━━━━━ Reading text

Updated: Aug 10
By Cheng WenQi (19J06) and Hudson Zhao (20J05)
This is the first of our seven-part series called To See Or Not To See, in which we review some of our favourite films that deserve revisiting, especially in a time when it's best for us to stay at home.
Arrival is a science fiction movie based on the 1998 short story by Ted Chiang. It is a first-contact film unlike any other as it breaks away from the cliche of war with aliens, through communication to avoid war with the main character linguist Louise Banks. Banks goes through a process of linguistic investigation that academics have deemed as an accurate portrayal of the process of communicating with aliens in real life. With a seemingly small confusion of an alien word that could mean "weapon" or "tool", Earth was nearly thrown into war with the aliens. Banks proceeds to discover the nature of the aliens' language, which is in the form of palindromic symbols.In the process of learning the language, she begins having premonitions of the future.
As it turned out, the language gave humans the ability to forsee the future to a certain extent. With this understanding, Banks was successful in helping humanity avoid war with the aliens. At the end of the movie, it was alluded to that humanity, as a result of the aliens' gift of language, would eventually become more unified than ever.
This movie elucidates the power of language, demonstrating how conflict can arise as a result of miscommunication. Words, as the philosopher John Locke discussed in Book Three of "An Essay Concerning Human Understanding", are mere representations of ideas and not ideas themselves. Hence, it is easily conceivable that words are very much imperfect for communication. Yet, it is our only means of doing so. To compound this difficulty, there exist hundreds of different languages with countless different words. Furthermore, some concepts are even culturally specific and are not directly "translatable", such as the concept of "Waldeneinsamkeit" in German, which describes the feeling of being alone in the woods and feeling connected to nature. With the advent of globalisation, people who speak different languages often find themselves living in the same geographical location.
This is especially so in our country, Singapore.
We have always been taught that English is our common language. We have lived most of our lives thinking that, as a country, our language barriers are well managed and we communicate well as a society. Yet, Covid-19 has highlighted how language barriers have further exacerbated the isolation of an essential yet vulnerable group in our society: our migrant workers.
As Covid-19 spread among migrant workers, it became evident that the language barrier was an issue. There was a scramble to find translators for Bengali-speaking migrant workers so that they could communicate their symptoms to doctors. There were also initiatives to translate government directives relating to Covid-19 so that migrant workers did not unwittingly break new regulations that they did not understand, and have their work passes revoked as a result. There is a severe lack of mental health resources in languages understood by the many migrant workers, stressed out by Covid-19.
Due to this neglect of their living conditions and isolation, they have effectively become the ‘weakest links’ in Singapore’s defence against Covid-19. In hindsight, their inferior living conditions are chronic, problems that receive too little attention. The government's subsequent promise to build better dormitories nearer to the community has sparked a wave of protest, a textbook example of the "not in my backyard" mentality. in a video by Rice Media, one interviewee commented that he did not want migrant workers living near him as they "do not understand" government directives about measures to prevent the spread of Covid-19 and it is "hard to tell them". It is almost as if the migrant workers are the aliens in Arrival. Their thoughts, behaviours and habits are inconceivable to Singaporeans because of language and cultural barriers.

━━━━━━━━━━
━━━━━ Data under study

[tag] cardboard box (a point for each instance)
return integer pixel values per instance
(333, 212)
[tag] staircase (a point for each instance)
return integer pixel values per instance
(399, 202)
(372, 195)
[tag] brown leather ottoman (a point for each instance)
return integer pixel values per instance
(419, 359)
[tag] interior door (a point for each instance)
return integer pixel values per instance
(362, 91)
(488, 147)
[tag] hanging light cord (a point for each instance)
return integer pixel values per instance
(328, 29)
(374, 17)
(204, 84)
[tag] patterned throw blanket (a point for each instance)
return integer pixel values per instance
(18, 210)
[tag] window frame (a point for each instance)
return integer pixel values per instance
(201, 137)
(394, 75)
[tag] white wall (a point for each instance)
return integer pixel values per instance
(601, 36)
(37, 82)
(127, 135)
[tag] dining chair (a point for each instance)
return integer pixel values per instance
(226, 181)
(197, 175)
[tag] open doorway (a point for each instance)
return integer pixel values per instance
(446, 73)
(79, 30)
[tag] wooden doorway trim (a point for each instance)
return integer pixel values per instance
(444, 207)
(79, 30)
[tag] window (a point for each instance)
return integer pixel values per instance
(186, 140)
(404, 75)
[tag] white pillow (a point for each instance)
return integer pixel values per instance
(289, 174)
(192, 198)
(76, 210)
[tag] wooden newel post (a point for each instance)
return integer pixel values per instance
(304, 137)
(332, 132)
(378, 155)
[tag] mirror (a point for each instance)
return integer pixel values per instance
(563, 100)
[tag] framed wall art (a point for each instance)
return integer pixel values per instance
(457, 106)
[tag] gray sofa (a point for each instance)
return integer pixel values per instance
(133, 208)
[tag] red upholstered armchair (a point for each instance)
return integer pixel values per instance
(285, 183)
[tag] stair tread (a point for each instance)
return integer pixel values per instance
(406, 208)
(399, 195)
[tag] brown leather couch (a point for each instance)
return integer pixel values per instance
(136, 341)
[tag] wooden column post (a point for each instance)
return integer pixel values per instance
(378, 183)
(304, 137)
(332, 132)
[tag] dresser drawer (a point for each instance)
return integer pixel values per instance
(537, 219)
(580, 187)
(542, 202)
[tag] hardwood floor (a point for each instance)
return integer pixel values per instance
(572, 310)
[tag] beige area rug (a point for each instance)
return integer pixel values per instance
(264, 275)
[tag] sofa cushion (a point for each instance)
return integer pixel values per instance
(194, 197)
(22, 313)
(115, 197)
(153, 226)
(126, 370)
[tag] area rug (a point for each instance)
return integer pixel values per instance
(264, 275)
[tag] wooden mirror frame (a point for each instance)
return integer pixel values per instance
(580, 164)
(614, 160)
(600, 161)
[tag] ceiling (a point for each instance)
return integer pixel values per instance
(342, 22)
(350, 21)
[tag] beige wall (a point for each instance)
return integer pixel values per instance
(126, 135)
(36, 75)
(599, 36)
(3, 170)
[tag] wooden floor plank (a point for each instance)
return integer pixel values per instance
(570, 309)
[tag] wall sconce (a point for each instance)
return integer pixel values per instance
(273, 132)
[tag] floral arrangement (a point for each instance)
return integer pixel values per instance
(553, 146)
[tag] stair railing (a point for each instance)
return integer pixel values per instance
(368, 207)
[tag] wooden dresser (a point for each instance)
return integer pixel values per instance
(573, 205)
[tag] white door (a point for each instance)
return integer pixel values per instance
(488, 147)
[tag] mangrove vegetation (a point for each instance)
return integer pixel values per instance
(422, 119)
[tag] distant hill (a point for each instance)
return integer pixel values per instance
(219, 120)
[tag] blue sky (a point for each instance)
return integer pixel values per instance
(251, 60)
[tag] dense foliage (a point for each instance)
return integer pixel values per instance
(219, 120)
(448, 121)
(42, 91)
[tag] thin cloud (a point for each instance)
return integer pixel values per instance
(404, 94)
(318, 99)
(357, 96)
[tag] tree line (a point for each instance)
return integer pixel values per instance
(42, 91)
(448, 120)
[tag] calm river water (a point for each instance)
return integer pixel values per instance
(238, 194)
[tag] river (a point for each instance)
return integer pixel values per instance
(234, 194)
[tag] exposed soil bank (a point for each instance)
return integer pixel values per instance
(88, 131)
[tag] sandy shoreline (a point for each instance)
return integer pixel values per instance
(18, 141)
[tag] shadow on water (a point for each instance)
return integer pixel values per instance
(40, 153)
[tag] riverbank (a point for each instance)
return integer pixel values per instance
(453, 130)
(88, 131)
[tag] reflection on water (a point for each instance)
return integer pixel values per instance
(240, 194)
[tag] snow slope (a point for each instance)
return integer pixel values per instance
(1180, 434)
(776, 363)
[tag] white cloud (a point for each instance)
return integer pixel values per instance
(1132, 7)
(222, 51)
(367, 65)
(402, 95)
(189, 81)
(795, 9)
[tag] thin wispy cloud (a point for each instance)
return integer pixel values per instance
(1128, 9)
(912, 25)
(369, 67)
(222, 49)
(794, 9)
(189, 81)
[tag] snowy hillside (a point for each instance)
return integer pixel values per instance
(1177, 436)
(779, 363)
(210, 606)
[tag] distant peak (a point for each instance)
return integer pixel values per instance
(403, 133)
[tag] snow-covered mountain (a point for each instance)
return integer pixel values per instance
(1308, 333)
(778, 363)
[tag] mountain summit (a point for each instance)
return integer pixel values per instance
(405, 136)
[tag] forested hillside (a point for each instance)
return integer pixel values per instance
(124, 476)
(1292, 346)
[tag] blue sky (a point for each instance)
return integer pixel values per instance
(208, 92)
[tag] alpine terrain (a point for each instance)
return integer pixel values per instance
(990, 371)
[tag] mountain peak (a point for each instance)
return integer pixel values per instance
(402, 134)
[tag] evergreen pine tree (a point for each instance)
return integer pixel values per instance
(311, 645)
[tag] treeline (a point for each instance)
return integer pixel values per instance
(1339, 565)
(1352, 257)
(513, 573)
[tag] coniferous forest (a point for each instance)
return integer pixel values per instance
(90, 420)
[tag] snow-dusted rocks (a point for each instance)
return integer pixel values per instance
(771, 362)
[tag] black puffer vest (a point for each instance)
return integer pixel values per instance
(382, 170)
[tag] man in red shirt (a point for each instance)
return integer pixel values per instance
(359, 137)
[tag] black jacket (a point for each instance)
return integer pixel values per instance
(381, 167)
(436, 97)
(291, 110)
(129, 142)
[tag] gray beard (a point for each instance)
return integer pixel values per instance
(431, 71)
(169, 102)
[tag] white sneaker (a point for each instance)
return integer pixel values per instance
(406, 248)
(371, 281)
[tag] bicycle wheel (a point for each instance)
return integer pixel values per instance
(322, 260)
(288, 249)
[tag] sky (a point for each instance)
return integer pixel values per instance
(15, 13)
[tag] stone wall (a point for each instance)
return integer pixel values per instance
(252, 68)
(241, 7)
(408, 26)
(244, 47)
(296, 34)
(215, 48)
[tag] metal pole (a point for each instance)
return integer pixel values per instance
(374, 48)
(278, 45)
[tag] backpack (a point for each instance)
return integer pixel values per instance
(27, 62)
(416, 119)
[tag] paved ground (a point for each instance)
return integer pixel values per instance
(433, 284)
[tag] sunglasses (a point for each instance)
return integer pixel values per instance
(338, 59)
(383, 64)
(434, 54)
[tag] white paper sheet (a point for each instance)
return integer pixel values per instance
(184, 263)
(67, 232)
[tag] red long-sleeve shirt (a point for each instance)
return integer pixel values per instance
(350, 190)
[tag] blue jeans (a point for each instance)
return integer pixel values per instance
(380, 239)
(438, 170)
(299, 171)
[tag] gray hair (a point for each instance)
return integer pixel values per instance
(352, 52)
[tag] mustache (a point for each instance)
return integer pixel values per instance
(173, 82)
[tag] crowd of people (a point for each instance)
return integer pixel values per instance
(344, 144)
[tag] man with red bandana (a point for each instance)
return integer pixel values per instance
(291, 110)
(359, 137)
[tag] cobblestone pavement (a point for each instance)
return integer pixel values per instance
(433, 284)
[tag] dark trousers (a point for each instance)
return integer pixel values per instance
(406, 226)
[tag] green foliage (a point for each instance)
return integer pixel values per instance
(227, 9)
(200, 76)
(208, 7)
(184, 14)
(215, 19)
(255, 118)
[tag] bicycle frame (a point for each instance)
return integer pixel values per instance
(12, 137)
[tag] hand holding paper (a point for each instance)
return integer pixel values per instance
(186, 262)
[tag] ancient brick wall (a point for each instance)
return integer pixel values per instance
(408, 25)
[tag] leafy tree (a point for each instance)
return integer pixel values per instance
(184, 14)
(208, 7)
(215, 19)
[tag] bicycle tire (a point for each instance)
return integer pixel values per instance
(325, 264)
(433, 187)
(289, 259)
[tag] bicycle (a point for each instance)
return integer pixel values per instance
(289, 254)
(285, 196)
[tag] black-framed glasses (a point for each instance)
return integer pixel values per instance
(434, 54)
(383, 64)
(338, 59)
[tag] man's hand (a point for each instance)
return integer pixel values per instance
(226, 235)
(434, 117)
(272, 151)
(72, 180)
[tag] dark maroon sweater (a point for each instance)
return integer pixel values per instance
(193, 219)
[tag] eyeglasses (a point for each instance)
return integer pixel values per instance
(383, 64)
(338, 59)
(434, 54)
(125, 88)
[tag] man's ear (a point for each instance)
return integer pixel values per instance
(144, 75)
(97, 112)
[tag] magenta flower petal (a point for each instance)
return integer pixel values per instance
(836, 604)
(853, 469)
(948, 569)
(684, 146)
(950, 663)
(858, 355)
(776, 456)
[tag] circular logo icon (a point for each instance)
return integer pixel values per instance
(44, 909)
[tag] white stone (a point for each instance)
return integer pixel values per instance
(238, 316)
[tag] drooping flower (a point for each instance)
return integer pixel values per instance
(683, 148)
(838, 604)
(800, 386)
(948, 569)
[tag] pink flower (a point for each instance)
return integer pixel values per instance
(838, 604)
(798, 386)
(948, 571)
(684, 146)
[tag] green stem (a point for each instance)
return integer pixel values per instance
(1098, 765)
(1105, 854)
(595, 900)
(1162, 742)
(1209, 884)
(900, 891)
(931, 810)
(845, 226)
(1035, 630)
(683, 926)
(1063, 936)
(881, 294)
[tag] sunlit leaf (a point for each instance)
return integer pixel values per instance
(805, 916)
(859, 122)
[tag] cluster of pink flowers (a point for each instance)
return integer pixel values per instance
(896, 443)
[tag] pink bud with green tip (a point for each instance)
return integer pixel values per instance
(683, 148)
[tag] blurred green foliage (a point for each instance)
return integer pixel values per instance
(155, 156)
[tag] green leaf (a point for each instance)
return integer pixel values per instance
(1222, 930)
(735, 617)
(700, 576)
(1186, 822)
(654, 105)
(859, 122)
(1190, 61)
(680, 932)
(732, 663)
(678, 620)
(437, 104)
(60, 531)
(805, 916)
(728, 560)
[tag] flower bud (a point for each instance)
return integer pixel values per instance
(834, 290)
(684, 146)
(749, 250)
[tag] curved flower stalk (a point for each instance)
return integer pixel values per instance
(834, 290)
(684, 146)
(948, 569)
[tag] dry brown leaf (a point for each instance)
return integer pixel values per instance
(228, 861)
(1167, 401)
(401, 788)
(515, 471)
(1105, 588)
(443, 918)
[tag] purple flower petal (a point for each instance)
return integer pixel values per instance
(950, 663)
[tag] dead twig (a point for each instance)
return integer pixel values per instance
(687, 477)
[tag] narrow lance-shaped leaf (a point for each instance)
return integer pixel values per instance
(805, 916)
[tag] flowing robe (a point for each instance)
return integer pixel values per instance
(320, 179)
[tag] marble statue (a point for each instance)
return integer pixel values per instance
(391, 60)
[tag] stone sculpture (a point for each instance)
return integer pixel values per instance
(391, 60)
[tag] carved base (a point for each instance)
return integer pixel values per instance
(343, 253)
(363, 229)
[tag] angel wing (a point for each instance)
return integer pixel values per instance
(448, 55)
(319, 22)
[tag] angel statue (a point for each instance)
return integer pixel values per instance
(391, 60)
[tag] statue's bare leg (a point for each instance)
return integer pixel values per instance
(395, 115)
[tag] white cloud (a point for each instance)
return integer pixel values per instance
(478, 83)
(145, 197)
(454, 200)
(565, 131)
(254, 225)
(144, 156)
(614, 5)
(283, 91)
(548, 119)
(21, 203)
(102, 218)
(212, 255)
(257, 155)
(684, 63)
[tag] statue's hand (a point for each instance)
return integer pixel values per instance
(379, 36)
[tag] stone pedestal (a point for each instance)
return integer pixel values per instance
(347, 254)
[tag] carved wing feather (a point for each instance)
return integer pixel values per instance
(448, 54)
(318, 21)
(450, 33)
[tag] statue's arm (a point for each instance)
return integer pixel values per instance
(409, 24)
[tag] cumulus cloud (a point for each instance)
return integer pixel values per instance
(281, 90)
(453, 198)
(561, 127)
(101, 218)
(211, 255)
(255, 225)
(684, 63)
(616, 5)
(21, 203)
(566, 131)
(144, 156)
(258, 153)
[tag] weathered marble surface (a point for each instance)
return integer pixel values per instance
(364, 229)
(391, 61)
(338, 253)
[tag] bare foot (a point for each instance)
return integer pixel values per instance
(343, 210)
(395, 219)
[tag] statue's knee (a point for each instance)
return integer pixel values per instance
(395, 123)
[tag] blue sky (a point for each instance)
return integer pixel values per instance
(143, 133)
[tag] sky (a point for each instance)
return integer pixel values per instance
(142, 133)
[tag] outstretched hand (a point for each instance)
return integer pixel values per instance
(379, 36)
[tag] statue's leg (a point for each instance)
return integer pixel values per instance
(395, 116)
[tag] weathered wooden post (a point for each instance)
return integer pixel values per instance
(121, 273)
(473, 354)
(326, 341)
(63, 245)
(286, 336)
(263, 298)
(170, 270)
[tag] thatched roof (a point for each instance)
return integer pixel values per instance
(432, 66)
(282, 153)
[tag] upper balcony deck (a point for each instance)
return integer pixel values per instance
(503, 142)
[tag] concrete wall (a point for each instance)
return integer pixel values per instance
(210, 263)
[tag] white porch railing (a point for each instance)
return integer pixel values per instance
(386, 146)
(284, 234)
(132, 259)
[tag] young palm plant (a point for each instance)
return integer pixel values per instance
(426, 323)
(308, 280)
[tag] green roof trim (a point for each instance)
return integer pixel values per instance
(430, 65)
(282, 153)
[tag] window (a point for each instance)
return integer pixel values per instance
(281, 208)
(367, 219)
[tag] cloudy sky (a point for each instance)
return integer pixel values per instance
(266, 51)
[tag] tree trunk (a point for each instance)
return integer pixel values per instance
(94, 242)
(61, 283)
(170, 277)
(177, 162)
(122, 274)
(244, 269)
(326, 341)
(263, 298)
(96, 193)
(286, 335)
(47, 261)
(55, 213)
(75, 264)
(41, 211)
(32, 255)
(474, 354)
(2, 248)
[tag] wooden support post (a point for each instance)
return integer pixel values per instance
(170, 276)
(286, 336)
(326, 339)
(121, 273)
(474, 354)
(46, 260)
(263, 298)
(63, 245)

━━━━━━━━━━

• [Task] Copy everything in the film review from "As Covid-19 spread" down to "out by Covid-19.", replacing "doctors" with "physicians". The records play no part in this work.

• [Reply]
As Covid-19 spread among migrant workers, it became evident that the language barrier was an issue. There was a scramble to find translators for Bengali-speaking migrant workers so that they could communicate their symptoms to physicians. There were also initiatives to translate government directives relating to Covid-19 so that migrant workers did not unwittingly break new regulations that they did not understand, and have their work passes revoked as a result. There is a severe lack of mental health resources in languages understood by the many migrant workers, stressed out by Covid-19.